* _The exercise_
Change "sarcophagus" to "coffin" in the data, starting at the line that contains "Could you point out the mosaic" and ending at the end of the data. Give back only those lines, with everything else left the same.

* _Record excerpts_
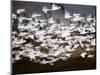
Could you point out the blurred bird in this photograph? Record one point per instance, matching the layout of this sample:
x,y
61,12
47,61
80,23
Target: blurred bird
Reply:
x,y
55,7
45,9
35,15
67,15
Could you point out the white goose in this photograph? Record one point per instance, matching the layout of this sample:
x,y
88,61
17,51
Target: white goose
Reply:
x,y
20,11
51,20
55,7
45,9
67,15
34,15
77,17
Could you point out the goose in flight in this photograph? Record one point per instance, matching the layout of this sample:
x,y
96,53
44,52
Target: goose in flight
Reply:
x,y
20,11
34,15
45,9
67,15
55,7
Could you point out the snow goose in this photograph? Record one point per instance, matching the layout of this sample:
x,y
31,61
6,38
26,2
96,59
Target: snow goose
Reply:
x,y
83,54
67,15
77,17
35,15
51,20
45,9
55,7
19,11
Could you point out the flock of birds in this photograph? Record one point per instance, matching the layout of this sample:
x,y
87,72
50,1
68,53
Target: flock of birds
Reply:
x,y
46,40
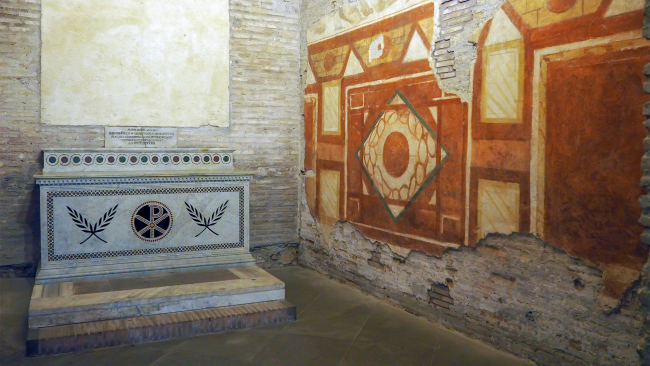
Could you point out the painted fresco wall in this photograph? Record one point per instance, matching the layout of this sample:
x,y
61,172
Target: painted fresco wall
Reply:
x,y
546,139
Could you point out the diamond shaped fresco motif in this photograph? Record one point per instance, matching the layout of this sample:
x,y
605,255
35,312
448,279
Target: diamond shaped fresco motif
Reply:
x,y
400,156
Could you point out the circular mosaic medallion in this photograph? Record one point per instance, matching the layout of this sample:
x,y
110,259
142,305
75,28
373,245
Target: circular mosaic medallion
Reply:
x,y
151,221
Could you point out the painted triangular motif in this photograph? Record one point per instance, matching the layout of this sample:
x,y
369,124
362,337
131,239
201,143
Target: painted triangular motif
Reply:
x,y
354,66
310,77
417,50
434,112
395,100
395,209
502,30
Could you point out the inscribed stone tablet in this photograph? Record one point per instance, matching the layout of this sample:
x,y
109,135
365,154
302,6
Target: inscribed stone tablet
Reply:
x,y
140,137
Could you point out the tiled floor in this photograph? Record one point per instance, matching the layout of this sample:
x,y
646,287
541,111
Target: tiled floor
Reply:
x,y
336,325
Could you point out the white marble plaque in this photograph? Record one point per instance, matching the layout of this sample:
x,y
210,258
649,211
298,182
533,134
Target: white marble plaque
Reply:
x,y
121,137
135,62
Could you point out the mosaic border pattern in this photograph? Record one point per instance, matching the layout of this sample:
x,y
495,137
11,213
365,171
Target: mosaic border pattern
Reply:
x,y
136,159
140,180
132,192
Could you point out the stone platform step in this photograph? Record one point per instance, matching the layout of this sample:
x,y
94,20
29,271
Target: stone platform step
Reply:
x,y
116,332
65,303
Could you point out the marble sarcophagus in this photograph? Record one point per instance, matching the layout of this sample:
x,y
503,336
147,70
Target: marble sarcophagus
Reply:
x,y
139,245
140,211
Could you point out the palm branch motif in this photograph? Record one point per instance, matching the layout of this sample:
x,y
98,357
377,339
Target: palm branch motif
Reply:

* _The solution_
Could you point out the mosaic border pattern in this photograph? Record one point per instance, matching the layout of this sample:
x,y
495,137
11,213
365,171
Target: mosaic border pattern
Reply:
x,y
136,159
140,180
132,192
Could you point out the stone platform step in this photograph? Record one point per instance, matching the layout of this sample:
x,y
94,20
29,271
Target: stone platform step
Reply:
x,y
116,332
65,303
Could you point out the marble coffin in this photograph? Record one point per instance, matching the layout of this sample:
x,y
503,336
147,70
Target: marble coffin
Reply:
x,y
139,245
140,211
Could you point out the palm branch motif in this photograph? Record one point per instance, matching the layout of this sample:
x,y
98,357
377,339
Target: palm branch motif
Reply:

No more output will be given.